[Source records]
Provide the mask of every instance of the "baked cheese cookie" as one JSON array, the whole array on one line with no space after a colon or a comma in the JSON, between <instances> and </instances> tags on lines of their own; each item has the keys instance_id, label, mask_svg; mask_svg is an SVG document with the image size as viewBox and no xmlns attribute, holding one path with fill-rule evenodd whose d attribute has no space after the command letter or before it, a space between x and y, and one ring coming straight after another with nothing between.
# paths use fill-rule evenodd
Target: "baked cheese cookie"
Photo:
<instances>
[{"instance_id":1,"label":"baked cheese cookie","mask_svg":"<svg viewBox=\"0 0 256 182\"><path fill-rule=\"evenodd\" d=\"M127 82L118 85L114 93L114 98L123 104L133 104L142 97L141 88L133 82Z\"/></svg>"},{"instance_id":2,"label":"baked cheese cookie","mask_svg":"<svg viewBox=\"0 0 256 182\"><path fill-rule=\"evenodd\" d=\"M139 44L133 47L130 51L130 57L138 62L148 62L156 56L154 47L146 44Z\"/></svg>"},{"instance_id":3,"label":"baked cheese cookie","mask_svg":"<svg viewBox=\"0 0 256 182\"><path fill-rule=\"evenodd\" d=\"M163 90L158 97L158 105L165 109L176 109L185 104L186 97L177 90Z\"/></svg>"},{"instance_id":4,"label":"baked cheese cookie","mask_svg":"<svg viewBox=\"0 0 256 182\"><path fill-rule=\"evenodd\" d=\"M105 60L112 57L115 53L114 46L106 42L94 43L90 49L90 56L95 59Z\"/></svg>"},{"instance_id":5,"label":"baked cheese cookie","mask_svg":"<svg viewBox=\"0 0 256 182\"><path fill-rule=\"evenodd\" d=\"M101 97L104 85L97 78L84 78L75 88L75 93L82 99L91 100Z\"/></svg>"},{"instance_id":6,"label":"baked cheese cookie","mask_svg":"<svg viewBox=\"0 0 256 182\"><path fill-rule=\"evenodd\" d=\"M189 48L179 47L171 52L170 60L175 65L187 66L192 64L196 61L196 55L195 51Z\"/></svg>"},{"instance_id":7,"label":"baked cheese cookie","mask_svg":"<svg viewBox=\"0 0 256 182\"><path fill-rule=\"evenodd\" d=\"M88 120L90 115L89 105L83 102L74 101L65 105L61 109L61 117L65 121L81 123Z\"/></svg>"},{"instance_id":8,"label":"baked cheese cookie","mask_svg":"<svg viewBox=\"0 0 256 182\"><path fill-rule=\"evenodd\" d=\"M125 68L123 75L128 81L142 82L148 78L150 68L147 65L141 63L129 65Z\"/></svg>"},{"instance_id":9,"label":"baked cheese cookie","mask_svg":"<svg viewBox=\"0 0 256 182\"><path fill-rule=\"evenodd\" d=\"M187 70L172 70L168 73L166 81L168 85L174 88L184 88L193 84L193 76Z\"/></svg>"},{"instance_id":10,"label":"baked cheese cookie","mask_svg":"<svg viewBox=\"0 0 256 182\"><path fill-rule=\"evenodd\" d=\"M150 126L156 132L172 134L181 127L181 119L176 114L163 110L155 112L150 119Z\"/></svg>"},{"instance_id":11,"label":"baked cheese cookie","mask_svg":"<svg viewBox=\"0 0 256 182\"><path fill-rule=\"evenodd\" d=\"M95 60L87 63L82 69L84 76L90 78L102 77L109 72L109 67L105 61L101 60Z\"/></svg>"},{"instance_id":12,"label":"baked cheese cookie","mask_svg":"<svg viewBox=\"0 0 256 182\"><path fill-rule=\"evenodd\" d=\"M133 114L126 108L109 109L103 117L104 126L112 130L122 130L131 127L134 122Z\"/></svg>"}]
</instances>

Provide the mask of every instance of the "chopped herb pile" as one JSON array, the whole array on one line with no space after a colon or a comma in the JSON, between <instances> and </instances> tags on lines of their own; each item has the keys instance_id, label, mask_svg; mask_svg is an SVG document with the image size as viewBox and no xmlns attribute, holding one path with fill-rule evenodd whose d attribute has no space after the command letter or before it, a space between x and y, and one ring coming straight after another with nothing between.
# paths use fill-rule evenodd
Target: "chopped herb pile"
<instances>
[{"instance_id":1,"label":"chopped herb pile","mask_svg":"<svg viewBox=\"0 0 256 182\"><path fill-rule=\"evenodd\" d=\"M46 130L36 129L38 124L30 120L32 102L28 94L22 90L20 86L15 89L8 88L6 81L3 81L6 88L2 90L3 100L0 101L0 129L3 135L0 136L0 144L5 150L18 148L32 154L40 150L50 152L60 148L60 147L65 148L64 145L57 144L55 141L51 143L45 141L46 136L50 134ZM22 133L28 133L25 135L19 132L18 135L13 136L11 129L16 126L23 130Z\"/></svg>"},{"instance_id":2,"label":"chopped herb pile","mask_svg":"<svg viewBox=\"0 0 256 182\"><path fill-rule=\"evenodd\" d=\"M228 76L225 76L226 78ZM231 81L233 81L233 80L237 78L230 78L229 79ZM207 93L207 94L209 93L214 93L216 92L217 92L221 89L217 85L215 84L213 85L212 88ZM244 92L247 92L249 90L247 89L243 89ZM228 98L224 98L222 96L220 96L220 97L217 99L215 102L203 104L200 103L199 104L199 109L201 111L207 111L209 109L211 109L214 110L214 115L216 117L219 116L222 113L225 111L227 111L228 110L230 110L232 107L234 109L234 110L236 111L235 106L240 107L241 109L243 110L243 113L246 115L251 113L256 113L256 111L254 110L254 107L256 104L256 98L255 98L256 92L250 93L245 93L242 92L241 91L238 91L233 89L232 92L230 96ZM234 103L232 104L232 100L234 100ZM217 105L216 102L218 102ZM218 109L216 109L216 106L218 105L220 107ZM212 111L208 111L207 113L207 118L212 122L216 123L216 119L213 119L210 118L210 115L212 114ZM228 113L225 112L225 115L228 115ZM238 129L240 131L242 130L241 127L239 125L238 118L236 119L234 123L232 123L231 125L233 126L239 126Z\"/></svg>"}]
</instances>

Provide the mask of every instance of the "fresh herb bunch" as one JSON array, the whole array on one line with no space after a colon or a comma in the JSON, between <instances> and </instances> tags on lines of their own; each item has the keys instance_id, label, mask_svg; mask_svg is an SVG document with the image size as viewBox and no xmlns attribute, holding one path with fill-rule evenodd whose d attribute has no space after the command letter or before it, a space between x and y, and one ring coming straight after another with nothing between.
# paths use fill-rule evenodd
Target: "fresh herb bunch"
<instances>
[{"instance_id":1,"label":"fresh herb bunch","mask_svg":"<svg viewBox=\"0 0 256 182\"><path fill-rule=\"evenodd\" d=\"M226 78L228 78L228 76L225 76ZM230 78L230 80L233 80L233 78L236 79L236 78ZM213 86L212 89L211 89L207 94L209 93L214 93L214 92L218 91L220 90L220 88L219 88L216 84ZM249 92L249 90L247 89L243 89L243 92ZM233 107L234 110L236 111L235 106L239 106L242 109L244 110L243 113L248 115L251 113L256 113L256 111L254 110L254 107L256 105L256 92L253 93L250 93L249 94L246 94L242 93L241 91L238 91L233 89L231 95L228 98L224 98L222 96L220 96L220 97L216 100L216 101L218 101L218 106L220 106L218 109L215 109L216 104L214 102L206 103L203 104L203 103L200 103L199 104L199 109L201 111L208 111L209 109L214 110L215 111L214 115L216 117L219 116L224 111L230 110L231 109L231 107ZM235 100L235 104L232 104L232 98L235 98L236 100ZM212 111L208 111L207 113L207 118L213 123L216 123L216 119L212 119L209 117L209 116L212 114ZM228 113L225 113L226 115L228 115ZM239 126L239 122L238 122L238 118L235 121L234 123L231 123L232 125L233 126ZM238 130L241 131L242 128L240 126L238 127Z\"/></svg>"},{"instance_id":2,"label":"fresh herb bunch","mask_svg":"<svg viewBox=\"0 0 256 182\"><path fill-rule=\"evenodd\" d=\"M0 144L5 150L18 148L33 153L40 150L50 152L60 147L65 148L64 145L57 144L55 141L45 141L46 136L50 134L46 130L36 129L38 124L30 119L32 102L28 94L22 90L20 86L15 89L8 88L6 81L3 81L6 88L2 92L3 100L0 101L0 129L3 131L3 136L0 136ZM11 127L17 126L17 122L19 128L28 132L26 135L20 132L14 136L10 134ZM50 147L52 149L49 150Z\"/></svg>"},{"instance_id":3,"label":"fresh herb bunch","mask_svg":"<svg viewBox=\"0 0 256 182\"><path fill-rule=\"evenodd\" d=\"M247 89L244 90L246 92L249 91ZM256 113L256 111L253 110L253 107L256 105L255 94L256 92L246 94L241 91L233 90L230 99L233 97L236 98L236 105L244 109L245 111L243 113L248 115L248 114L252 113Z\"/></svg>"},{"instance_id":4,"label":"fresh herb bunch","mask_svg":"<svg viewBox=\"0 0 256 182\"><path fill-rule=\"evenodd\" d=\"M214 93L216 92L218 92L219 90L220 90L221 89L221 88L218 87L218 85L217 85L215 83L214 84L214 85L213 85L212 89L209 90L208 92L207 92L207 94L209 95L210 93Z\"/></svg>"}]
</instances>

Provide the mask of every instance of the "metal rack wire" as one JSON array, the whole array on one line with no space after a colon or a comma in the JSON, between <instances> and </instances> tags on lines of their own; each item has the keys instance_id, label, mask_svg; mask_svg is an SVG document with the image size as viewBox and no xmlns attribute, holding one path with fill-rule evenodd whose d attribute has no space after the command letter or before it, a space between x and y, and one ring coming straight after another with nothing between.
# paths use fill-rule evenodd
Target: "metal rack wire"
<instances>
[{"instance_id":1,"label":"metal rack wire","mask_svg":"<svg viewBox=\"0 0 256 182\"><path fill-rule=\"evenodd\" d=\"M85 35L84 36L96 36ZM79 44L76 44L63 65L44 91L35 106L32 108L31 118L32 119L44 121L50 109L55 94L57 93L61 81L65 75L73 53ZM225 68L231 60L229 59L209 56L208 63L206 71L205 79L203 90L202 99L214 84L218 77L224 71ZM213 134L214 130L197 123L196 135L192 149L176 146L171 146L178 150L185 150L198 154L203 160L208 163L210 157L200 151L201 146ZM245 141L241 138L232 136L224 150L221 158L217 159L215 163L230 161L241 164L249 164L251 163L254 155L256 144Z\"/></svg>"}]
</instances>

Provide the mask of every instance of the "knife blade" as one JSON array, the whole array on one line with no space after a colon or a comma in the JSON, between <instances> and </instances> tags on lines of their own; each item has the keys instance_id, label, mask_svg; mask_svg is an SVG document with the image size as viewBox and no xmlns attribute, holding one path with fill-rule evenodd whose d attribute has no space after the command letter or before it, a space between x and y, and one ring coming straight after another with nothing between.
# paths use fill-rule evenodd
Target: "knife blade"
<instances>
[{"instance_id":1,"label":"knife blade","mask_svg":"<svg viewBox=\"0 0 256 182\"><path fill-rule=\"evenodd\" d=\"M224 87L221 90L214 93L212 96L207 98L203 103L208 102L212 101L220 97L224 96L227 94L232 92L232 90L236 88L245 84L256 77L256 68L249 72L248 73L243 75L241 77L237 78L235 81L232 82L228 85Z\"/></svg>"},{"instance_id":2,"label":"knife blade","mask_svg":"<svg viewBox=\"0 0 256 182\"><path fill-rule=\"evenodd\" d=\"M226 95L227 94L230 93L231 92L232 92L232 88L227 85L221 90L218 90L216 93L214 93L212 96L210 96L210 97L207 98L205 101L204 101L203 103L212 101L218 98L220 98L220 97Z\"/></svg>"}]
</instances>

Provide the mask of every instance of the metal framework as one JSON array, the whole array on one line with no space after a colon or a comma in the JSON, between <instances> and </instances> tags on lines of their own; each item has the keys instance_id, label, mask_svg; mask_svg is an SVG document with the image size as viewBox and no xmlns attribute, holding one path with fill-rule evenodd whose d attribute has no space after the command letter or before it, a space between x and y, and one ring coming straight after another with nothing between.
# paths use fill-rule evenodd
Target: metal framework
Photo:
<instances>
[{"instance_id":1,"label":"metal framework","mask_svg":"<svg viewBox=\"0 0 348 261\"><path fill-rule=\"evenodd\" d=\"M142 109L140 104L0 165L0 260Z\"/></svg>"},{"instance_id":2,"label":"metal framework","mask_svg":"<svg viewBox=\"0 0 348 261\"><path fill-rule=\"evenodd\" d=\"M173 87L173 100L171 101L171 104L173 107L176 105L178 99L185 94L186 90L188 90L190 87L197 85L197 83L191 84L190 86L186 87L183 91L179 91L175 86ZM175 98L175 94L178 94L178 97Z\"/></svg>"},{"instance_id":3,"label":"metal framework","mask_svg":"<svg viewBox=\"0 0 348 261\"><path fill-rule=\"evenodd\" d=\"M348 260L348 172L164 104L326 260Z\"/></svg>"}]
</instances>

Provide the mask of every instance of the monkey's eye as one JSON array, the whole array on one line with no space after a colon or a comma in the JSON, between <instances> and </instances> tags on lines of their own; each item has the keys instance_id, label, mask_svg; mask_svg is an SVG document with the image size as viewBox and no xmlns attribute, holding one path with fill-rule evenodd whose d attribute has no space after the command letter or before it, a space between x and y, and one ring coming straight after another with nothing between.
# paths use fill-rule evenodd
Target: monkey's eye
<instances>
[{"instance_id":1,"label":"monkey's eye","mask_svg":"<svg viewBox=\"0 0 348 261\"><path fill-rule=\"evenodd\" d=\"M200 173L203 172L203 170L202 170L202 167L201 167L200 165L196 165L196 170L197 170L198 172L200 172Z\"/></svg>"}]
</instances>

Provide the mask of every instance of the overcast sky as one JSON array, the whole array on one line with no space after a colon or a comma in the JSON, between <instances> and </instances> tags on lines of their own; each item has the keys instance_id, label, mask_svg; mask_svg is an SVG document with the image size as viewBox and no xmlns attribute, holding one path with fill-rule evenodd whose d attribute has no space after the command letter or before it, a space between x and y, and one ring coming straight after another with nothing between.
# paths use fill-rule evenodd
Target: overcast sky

SET EXERCISE :: Beginning with the line that contains "Provide the mask of every instance of the overcast", repeat every line through the end of the records and nothing more.

RESPONSE TO THIS EXERCISE ::
Provide the mask of every instance of the overcast sky as one JSON array, the whole array on one line with no space after a colon or a comma in the JSON, between <instances> and </instances> tags on lines of their own; each item has the keys instance_id, label, mask_svg; mask_svg is an SVG document with the image size as viewBox and no xmlns attribute, holding one path with fill-rule evenodd whose d attribute has no space after the command letter or before it, a space between x and y, and one ring coming straight after another with nothing between.
# paths use fill-rule evenodd
Target: overcast sky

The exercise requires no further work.